What is needed.
Copy the data below line for line without changing anything, but leave out the pictures.

**** Data records

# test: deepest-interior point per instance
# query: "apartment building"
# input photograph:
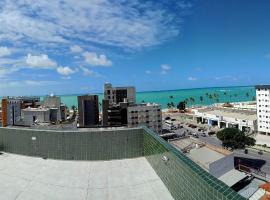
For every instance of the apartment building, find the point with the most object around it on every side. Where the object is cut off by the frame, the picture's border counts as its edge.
(263, 108)
(114, 114)
(11, 111)
(88, 107)
(149, 115)
(116, 95)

********

Task response.
# test: deepest-interior point per instance
# query: "apartment building"
# input photograph:
For every instance of the apartment building, find the point with the most object around it on every side. Where the object is cut off by the frame, the picture's border counts as its edge.
(263, 108)
(114, 114)
(11, 111)
(88, 107)
(149, 115)
(116, 95)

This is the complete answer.